* START ENTRIES SUPPLIED *
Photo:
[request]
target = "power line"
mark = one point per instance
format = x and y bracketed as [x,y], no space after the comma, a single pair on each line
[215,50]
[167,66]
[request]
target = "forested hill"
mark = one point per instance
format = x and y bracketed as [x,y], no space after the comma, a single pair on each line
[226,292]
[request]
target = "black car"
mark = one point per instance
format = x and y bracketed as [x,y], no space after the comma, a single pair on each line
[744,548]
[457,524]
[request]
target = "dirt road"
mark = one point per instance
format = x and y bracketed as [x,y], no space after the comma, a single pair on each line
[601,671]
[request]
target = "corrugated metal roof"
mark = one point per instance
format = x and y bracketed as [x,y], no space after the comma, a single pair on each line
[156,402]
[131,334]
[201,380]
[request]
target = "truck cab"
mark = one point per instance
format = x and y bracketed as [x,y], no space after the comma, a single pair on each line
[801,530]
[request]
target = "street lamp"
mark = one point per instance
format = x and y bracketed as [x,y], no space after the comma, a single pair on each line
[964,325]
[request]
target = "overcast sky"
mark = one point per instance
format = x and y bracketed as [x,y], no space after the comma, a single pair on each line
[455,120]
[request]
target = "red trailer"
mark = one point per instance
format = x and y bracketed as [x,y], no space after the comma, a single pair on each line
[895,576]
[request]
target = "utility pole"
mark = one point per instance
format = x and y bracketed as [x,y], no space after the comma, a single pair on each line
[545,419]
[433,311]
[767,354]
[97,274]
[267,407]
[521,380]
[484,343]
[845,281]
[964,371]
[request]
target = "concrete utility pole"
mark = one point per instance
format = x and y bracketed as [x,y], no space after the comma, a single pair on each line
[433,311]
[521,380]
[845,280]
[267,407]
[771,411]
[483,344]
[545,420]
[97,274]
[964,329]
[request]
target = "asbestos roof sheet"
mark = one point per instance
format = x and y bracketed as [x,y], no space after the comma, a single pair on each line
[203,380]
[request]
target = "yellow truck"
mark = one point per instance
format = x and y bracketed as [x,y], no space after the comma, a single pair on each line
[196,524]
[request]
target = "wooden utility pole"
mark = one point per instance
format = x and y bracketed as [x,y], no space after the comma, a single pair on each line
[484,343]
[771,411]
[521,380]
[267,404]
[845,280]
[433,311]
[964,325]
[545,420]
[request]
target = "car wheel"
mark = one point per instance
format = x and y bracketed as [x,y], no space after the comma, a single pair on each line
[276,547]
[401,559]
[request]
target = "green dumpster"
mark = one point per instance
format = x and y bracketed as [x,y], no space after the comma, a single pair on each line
* END ENTRIES SUPPLIED *
→ **SHORT EXERCISE**: Go back to the listing above and please repeat it exactly.

→ **COMPLETED EXERCISE**:
Photo:
[request]
target = "power line"
mark = one point per instance
format = x and y bracketed as [x,y], no space after the comma, a single pair on each line
[215,50]
[167,66]
[request]
target = "forested hill"
mark = one point per instance
format = x and y bracketed as [x,y], no space after the comma, a single pair on each line
[226,292]
[request]
target = "black car"
mark = one point per instance
format = x and y bracketed as [x,y], no space after the comma, a single pair on each line
[744,548]
[457,524]
[request]
target = "dirt road"
mark = one point per instance
format = x and y bracketed as [x,y], no space after the comma, a single pair on each line
[601,671]
[request]
target = "corrugated metal roof"
mark = one point per instance
format = x and y bracketed as [x,y], no space after the comma, a single pair on each line
[156,402]
[131,334]
[201,380]
[request]
target = "truck cab"
mark = one point per instance
format = x and y bracketed as [x,y], no space after the comma, a single pair on each line
[801,530]
[request]
target = "street lamp"
mark = one point per instance
format = x and y bracketed as [x,y], no space after the comma, a single pair on each line
[964,325]
[request]
target = "overcast sky"
mark = one point per instance
format = x and y bracketed as [x,y], no space after the comma, a single pair on each line
[455,120]
[request]
target = "red trailer"
mark = one point per instance
format = x and y bracketed as [x,y], no space after the comma, a single pair on each line
[895,576]
[request]
target = "utility pole"
mark = one point per instance
format = x and y bracketed as [x,y], no space after the comma, a single pair on each line
[545,419]
[433,311]
[767,354]
[97,274]
[267,407]
[521,380]
[484,343]
[845,281]
[964,371]
[request]
target = "concrete utility pole"
mark = one point per instance
format = x and y bracketed as [x,y], no space after the comma, a single pair on each line
[433,311]
[521,380]
[845,280]
[267,407]
[771,411]
[483,344]
[545,420]
[97,274]
[964,329]
[request]
target = "asbestos roof sheet"
mark = one point per instance
format = x and y bracketed as [x,y], no space after the comma, a single pair on each line
[203,380]
[request]
target = "yellow truck"
mark = one point per instance
format = x and y bracketed as [x,y], no space after the comma, a single pair on each line
[196,524]
[request]
target = "wooden utility pole"
mark = one point per instance
format = x and y bracketed as [x,y], no space after the comma, a single pair on each line
[484,343]
[771,411]
[521,380]
[267,404]
[845,280]
[433,311]
[964,325]
[545,420]
[request]
target = "car wheel"
mark = one point per instance
format = x and y bracketed as [x,y], no space after the comma, a single pair on each line
[276,547]
[401,559]
[request]
target = "green dumpster"
mark = one point per instance
format = x and y bracketed as [x,y], no space after the comma, a single pair on each line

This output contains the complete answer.